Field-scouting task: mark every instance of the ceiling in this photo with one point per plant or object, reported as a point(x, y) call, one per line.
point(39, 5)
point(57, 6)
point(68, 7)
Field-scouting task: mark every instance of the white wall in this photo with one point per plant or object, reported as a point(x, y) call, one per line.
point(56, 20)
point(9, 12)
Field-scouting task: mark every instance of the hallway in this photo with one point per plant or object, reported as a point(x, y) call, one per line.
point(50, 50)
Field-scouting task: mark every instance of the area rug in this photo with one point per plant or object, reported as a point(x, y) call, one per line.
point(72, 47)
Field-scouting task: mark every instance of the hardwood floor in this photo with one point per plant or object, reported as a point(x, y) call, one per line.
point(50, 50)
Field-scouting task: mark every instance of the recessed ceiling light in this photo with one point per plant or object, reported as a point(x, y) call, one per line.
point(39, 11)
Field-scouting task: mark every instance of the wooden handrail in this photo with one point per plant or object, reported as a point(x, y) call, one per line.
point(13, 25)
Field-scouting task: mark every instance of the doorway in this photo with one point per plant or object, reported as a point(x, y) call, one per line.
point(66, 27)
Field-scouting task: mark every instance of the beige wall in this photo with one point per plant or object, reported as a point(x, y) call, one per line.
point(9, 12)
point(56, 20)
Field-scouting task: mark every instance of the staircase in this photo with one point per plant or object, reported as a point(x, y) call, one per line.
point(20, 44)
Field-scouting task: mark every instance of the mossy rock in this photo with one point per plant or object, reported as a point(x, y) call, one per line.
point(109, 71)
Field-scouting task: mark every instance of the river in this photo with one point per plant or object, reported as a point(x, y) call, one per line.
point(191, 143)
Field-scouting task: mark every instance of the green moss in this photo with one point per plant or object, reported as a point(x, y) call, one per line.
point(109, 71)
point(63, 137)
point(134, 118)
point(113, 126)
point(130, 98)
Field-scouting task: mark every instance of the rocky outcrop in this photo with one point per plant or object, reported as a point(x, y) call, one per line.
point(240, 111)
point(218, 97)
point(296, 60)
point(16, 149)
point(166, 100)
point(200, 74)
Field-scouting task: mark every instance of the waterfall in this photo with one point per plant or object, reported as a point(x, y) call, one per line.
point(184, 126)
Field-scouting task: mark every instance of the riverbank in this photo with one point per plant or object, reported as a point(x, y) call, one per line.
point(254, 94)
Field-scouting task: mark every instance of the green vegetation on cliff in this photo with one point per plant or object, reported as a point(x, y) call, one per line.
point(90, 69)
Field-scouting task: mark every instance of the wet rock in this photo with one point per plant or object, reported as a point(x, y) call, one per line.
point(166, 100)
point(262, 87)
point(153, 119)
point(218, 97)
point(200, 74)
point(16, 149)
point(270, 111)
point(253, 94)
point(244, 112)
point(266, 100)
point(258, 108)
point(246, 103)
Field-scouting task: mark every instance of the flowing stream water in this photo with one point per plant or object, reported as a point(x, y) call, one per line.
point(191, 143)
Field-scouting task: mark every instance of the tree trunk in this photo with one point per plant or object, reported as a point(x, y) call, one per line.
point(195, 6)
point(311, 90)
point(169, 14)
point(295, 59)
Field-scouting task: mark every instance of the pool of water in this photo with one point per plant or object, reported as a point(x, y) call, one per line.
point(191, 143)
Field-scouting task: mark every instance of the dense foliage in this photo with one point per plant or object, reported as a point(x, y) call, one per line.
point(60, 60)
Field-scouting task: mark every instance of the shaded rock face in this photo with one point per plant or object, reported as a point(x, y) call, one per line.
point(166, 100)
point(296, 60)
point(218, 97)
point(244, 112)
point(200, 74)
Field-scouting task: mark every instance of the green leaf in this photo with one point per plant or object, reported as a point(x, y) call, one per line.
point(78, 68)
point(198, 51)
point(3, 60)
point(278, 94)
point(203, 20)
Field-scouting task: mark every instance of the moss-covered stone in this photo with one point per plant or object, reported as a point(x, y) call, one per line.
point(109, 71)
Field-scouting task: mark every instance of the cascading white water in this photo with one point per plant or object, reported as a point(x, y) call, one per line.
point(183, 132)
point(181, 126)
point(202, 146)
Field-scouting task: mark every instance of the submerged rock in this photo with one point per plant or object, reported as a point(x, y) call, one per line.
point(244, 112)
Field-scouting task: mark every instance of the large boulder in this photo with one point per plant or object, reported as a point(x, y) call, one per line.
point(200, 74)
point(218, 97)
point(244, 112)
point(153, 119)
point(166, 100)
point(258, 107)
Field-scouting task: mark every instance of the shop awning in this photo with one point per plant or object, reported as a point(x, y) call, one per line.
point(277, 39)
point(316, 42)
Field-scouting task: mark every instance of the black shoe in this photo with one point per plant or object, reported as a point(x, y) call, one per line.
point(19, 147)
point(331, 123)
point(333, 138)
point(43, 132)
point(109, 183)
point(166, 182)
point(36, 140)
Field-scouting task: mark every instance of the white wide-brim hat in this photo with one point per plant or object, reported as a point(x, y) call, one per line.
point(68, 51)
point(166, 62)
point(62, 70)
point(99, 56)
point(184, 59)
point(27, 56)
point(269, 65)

_TASK BRIEF_
Swap each "Field-scouting task" in these items for "Labeling task" and leave every other word as it is.

_CORRECT RESPONSE_
Labeling task: mark every instance of the ceiling in this photo with one point per plant or object, reported as a point(x, y) call, one per line.
point(39, 5)
point(57, 6)
point(68, 7)
Labeling task: mark every instance of the white wall in this photo with one point per plant or object, reported as a point(x, y) call, one per line.
point(56, 20)
point(9, 12)
Labeling task: mark every instance of the hallway in this photo with one point per plant or object, reported as a point(x, y) call, one per line.
point(50, 50)
Labeling task: mark every instance of the area rug in this photo with one point per plant or object, reported as a point(x, y) call, one per line.
point(72, 47)
Labeling task: mark every instance of the hardwood floor in this photo with one point per plant or object, reported as a point(x, y) call, one per line.
point(50, 50)
Labeling task: mark every instance of the recessed ceiling light in this photo with one point per plant or object, reported as a point(x, y) call, one per line.
point(39, 11)
Labeling task: mark every instance of the wooden handrail in this photo with one point per plant or object, reported as a point(x, y) call, one per line.
point(13, 25)
Labeling task: mark every instance of the doorway in this photo with one point per plant or object, reported as a point(x, y) call, one per line.
point(66, 27)
Labeling task: mark every instance of the beige wall in this photo with one point per plant or object, reported as a point(x, y) call, one per line.
point(9, 12)
point(56, 20)
Labeling task: mark every instance of the staircase in this photo with one point per plant or object, reported as a point(x, y) call, one per line.
point(20, 44)
Labeling task: mark every instance of the mossy rock in this photo with one point per plant or object, reported as a point(x, y) call, one per line.
point(109, 71)
Labeling task: mark every instance of the river in this photo with one point per plant or object, reported as a point(x, y) call, one per line.
point(191, 143)
Labeling task: mark every instance of the green moss in this photo with one point per plant or object, reported as a point(x, y) call, one per line.
point(109, 71)
point(63, 137)
point(134, 118)
point(113, 126)
point(130, 98)
Labeling task: mark every instance of the rocky outcrop in this photo with one point per plant or object, reported as a point(x, y) call, one per line.
point(240, 111)
point(218, 97)
point(296, 60)
point(16, 149)
point(166, 100)
point(200, 74)
Labeling task: mark every instance of the waterfall in this photo with one point per plant or object, reported as a point(x, y) call, one per line.
point(184, 126)
Labeling task: mark every instance of the riverbank in this photo with one point per plant or object, reported as a point(x, y) call, one per line.
point(254, 94)
Labeling task: mark every instance of the green vegetation on cliff in this photo with one point per plant or object, reported as a point(x, y) call, one per line.
point(90, 69)
Labeling task: mark every instance of the wet rock in this photo with one point per plant or object, reported as a point(x, y) call, one per line.
point(166, 100)
point(262, 87)
point(153, 119)
point(218, 97)
point(200, 74)
point(16, 149)
point(270, 111)
point(253, 94)
point(244, 112)
point(266, 100)
point(258, 108)
point(246, 103)
Labeling task: mark every instance of the flowing stream water in this photo with one point per plant or object, reported as a point(x, y) call, one per line.
point(191, 143)
Labeling task: mark every instance of the tree trunk in this photo with one point per plant or object, reported as a point(x, y) call, one per line.
point(195, 6)
point(311, 90)
point(169, 14)
point(295, 59)
Labeling task: mark every instance of the pool of water in this photo with one point per plant or object, reported as a point(x, y) call, one per line.
point(191, 143)
Labeling task: mark every instance of the dense foliage in this photo with one point per plant or object, reported as a point(x, y) call, one per line.
point(60, 60)
Labeling task: mark every instance of the shaded rock face in this photo with one point per plant or object, reported as a point(x, y) call, one per line.
point(166, 100)
point(296, 60)
point(218, 97)
point(244, 112)
point(200, 74)
Labeling task: mark every instance of the green leaf in this photo with one point per plant or object, reported as a point(x, y) call, one per line.
point(78, 68)
point(198, 51)
point(3, 60)
point(278, 94)
point(203, 20)
Labeling task: mark every instance of the moss-covered stone in this photo with one point per plant or object, reported as a point(x, y) call, one per line.
point(109, 71)
Labeling task: mark every instance of the cascading white water in this photo with one point per plant or object, reported as a point(x, y) call, one per line.
point(183, 132)
point(181, 126)
point(202, 146)
Labeling task: mark every instance of the submerged rock in this photo with one point per plant or object, reported as a point(x, y) call, one per line.
point(244, 112)
Labeling task: mark every instance of the large boulder in this photo with one point per plant or object, reported as a point(x, y) call, one per line.
point(200, 74)
point(218, 97)
point(244, 112)
point(153, 119)
point(166, 100)
point(258, 107)
Labeling task: mark every instance of the shop awning in this photo with one point per plant or object, reported as a point(x, y) call, one per line.
point(277, 39)
point(316, 42)
Labeling task: mark every instance of the black shoe in this photo with one point per plant or object, reported as a point(x, y) call, one per line.
point(19, 147)
point(331, 123)
point(333, 138)
point(43, 132)
point(109, 183)
point(166, 182)
point(36, 140)
Labeling task: mark every instance of the white wide-brim hat in this photo with one point per plant or object, reported as a point(x, y) call, one per line.
point(68, 51)
point(166, 62)
point(62, 70)
point(99, 56)
point(184, 59)
point(27, 56)
point(269, 65)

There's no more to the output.